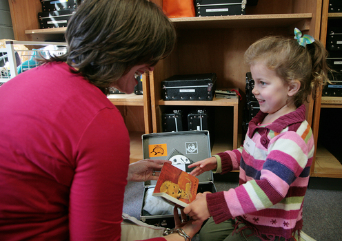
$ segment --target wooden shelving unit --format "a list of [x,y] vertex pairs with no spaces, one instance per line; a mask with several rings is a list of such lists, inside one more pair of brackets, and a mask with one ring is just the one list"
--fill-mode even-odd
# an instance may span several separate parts
[[[328,21],[330,19],[341,19],[342,13],[328,12],[329,0],[323,0],[322,19],[321,22],[320,41],[326,45]],[[310,175],[319,178],[342,178],[342,164],[318,142],[319,135],[319,122],[321,108],[339,109],[342,108],[342,97],[321,96],[321,92],[317,93],[315,100],[312,131],[315,138],[315,145],[317,147],[315,158],[310,170]],[[336,118],[338,118],[336,116]],[[332,132],[334,132],[333,128]]]
[[[162,5],[161,0],[152,1]],[[241,144],[238,126],[242,118],[238,113],[242,113],[243,98],[240,103],[237,100],[166,102],[161,101],[161,82],[174,74],[215,72],[218,88],[237,87],[243,96],[245,76],[249,72],[243,63],[243,54],[248,46],[265,35],[292,36],[295,27],[303,34],[319,38],[322,1],[259,0],[256,6],[246,8],[246,15],[172,19],[178,34],[177,46],[171,56],[159,61],[154,71],[145,76],[143,99],[129,95],[109,96],[127,114],[126,121],[129,118],[135,121],[132,112],[143,116],[139,128],[128,125],[129,129],[132,128],[131,137],[160,132],[161,114],[167,107],[208,107],[215,109],[218,120],[215,136],[220,141],[215,141],[213,152],[236,148]],[[41,6],[39,1],[16,0],[9,3],[16,40],[63,39],[65,28],[39,29],[37,14]],[[311,103],[308,107],[308,120],[311,123],[314,105]],[[140,147],[133,148],[141,149]]]

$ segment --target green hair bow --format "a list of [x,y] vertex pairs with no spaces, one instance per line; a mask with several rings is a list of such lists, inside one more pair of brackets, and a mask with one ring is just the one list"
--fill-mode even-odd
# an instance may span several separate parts
[[307,44],[310,44],[314,42],[314,39],[308,34],[304,34],[301,36],[301,32],[296,28],[294,28],[294,39],[296,39],[298,43],[303,47],[306,47]]

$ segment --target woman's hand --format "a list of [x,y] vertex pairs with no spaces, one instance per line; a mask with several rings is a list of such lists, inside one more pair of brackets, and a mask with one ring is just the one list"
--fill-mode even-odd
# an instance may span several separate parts
[[203,193],[197,193],[196,199],[184,208],[184,213],[189,215],[193,220],[192,222],[193,224],[201,224],[210,217],[207,205],[208,193],[211,193],[205,191]]
[[[191,219],[188,220],[186,214],[184,213],[183,209],[181,209],[181,220],[179,219],[179,214],[178,213],[178,209],[177,207],[174,207],[173,209],[173,216],[174,218],[174,224],[176,225],[174,229],[182,229],[191,238],[192,238],[194,235],[197,233],[202,227],[202,222],[197,222],[196,224],[194,224]],[[174,233],[169,235],[164,236],[164,238],[168,241],[184,240],[184,238],[181,236],[177,233]]]
[[196,162],[189,165],[189,168],[197,167],[193,169],[190,174],[194,176],[203,174],[204,171],[214,170],[217,168],[217,160],[216,157],[212,156],[208,158]]
[[128,167],[128,176],[127,180],[129,182],[145,182],[150,180],[158,180],[159,172],[163,165],[165,163],[172,163],[170,160],[141,160],[130,164]]

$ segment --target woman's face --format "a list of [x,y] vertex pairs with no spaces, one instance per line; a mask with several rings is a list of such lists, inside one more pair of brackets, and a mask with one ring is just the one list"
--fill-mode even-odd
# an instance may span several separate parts
[[135,85],[138,84],[138,81],[135,78],[135,75],[141,76],[145,72],[153,71],[153,70],[154,70],[154,67],[151,67],[147,64],[135,65],[126,74],[123,75],[119,78],[113,84],[112,87],[118,89],[121,92],[132,94],[134,91]]

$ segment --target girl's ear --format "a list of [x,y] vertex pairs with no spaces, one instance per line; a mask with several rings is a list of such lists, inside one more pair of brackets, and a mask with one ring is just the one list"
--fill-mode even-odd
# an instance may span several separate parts
[[288,92],[288,95],[289,96],[293,96],[296,94],[296,92],[299,91],[299,88],[301,87],[301,82],[299,80],[292,80],[290,82],[289,84],[289,90]]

Given exercise | Rewrite all of the records above with every "even-odd" replaced by "nonzero", keeping everything else unchanged. Omit the pictures from your answer.

Response to this task |
$ segment --target wooden shelving unit --format "a list of [x,y] vertex pairs with no spaces, one instance per line; a mask with several rings is a list of such lists, inside one more pair of brackets, and a mask with one ring is just the one list"
--fill-mode nonzero
# an instance may span several separate parts
[[[328,21],[330,19],[341,19],[342,13],[328,12],[329,0],[323,0],[322,19],[321,22],[320,41],[326,45]],[[310,175],[319,178],[342,178],[342,164],[318,142],[319,135],[319,122],[321,108],[339,109],[342,108],[342,97],[321,96],[321,92],[317,93],[315,100],[312,131],[315,138],[315,145],[317,147],[315,158],[310,170]],[[336,118],[338,118],[336,116]],[[332,132],[334,132],[333,128]]]
[[[162,5],[161,0],[152,1]],[[241,144],[238,126],[242,118],[238,113],[242,113],[243,98],[240,103],[237,100],[166,102],[161,101],[161,82],[174,74],[215,72],[218,88],[237,87],[243,96],[245,76],[249,72],[243,63],[243,54],[248,46],[265,35],[292,36],[295,27],[303,34],[319,38],[322,1],[259,0],[256,6],[246,8],[246,15],[172,19],[178,34],[177,46],[171,56],[159,61],[154,71],[145,76],[143,99],[129,95],[109,96],[127,114],[126,121],[129,118],[135,121],[132,112],[143,116],[139,128],[128,125],[129,129],[132,128],[131,137],[160,132],[161,114],[167,107],[208,107],[215,109],[218,120],[215,136],[220,141],[215,141],[213,152],[236,148]],[[41,6],[39,1],[16,0],[9,3],[16,40],[63,39],[65,28],[39,29],[37,14]],[[311,103],[308,107],[308,120],[311,123],[314,105]],[[140,147],[133,148],[141,149]]]

$ segment --target green hair bow --format "a list of [x,y] vertex pairs with no spaces, one instance per line; a mask with several rings is a list of such lists, inside one more pair of brackets, and a mask with one ring is just the one list"
--fill-mode nonzero
# an instance may span several separate parts
[[307,44],[310,44],[314,42],[314,39],[308,34],[304,34],[301,36],[301,32],[296,28],[294,28],[294,39],[296,39],[298,43],[303,47],[306,47]]

$ segment --target woman's hand --format "a list of [x,y] vertex pairs with no spaces, one instance per line; a mask with several rings is a list of such lists, inside one more pair of brackets, and a mask with one ring is just the one list"
--fill-mode nonzero
# an instance may span several separate parts
[[203,193],[197,193],[196,199],[184,208],[184,213],[189,215],[193,220],[192,222],[193,224],[201,224],[210,217],[207,205],[208,193],[211,193],[205,191]]
[[[191,219],[188,220],[186,214],[184,213],[183,209],[181,209],[181,220],[179,219],[179,214],[178,213],[178,209],[177,207],[174,207],[173,209],[173,216],[174,218],[174,224],[176,225],[174,229],[182,229],[191,238],[192,238],[194,235],[197,233],[202,227],[202,222],[197,222],[196,224],[194,224]],[[174,233],[169,235],[164,236],[164,238],[168,241],[184,240],[184,238],[181,236],[177,233]]]
[[196,162],[189,165],[189,168],[197,167],[193,169],[190,174],[194,176],[203,174],[204,171],[214,170],[217,168],[217,160],[216,157],[212,156],[208,158]]
[[128,167],[128,176],[127,180],[129,182],[145,182],[150,180],[158,180],[159,172],[163,165],[165,163],[172,163],[170,160],[141,160],[130,164]]

$ segment --target woman's face --format "a list of [x,y] vertex pairs with no spaces, one instance per line; a mask with several rings is a list of such lists, inside one more pair of brackets, and a mask with one ring is just the one list"
--fill-mode nonzero
# an instance may span several separate parts
[[135,85],[138,84],[138,81],[135,78],[135,75],[141,76],[145,72],[153,71],[153,70],[154,70],[154,67],[151,67],[147,64],[135,65],[126,74],[123,75],[119,78],[113,84],[112,87],[118,89],[121,92],[132,94],[134,91]]

$ segment --target girl's ear --format "a list of [x,y] vertex pairs with no spaces, one instance per line; a mask with several rings is a list of such lists, inside one more pair of brackets, and a mask with one ring is just the one list"
--fill-mode nonzero
# an instance may span several separate parts
[[288,92],[288,95],[289,96],[293,96],[296,94],[296,92],[299,91],[299,88],[301,87],[301,82],[299,80],[292,80],[290,82],[289,84],[289,90]]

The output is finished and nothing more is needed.